WRITTEN PROBLEM: Update the entries starting at the line containing "point: bird's tail" and ending at the last line of the entries. Write those lines out again with "each instance" changed to "every instance" and everything else left unchanged.

======== INFORMATION SHOWN

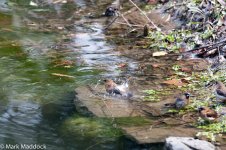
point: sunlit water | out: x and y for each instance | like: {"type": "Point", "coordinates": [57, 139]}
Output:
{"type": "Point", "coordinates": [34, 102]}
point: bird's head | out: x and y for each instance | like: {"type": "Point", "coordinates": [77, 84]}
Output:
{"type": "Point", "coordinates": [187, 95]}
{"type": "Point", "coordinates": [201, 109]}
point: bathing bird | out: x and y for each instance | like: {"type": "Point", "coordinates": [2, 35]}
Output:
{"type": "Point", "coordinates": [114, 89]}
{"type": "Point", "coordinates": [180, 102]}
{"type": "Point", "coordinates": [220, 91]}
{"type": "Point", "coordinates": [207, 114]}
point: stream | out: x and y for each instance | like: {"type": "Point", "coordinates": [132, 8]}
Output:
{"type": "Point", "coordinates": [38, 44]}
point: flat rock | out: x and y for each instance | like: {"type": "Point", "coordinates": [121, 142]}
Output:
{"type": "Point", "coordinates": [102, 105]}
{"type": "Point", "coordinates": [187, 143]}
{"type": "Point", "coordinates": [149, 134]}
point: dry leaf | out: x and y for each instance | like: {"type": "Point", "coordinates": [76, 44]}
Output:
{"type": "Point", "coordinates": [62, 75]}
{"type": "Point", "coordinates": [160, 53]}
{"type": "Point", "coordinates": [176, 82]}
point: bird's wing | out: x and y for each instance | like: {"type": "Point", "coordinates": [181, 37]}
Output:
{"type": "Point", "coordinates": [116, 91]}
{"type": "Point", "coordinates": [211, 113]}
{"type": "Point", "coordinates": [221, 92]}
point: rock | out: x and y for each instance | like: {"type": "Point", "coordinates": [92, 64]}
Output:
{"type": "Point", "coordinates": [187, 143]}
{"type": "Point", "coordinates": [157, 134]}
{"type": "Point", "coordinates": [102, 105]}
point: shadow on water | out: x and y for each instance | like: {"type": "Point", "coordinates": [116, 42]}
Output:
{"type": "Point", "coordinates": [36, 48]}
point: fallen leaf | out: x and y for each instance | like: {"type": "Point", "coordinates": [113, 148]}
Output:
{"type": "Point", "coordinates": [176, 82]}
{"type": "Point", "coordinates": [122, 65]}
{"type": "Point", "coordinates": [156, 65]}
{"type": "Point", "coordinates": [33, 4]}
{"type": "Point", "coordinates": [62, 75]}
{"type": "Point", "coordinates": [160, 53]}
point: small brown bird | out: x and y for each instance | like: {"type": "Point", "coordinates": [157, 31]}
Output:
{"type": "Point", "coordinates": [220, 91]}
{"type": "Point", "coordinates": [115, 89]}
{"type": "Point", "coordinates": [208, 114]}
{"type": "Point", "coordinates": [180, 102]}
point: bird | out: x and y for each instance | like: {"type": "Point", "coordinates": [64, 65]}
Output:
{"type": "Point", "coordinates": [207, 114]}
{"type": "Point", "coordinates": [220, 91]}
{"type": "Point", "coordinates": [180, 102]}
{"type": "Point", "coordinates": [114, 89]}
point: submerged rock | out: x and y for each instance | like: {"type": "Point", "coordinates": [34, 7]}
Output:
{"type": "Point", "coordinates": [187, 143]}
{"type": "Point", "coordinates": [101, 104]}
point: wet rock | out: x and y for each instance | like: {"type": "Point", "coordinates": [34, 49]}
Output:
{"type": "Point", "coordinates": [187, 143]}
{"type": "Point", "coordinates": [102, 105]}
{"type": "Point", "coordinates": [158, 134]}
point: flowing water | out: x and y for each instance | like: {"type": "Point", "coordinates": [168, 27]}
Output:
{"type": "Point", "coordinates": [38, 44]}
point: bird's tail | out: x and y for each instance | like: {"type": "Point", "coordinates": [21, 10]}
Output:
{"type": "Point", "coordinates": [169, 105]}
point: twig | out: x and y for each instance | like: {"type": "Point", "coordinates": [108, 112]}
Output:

================

COMPLETE ANSWER:
point: bird's tail | out: x and y for every instance | like: {"type": "Point", "coordinates": [21, 10]}
Output:
{"type": "Point", "coordinates": [169, 105]}
point: twig | out: x and y for every instance | like: {"type": "Point", "coordinates": [108, 112]}
Output:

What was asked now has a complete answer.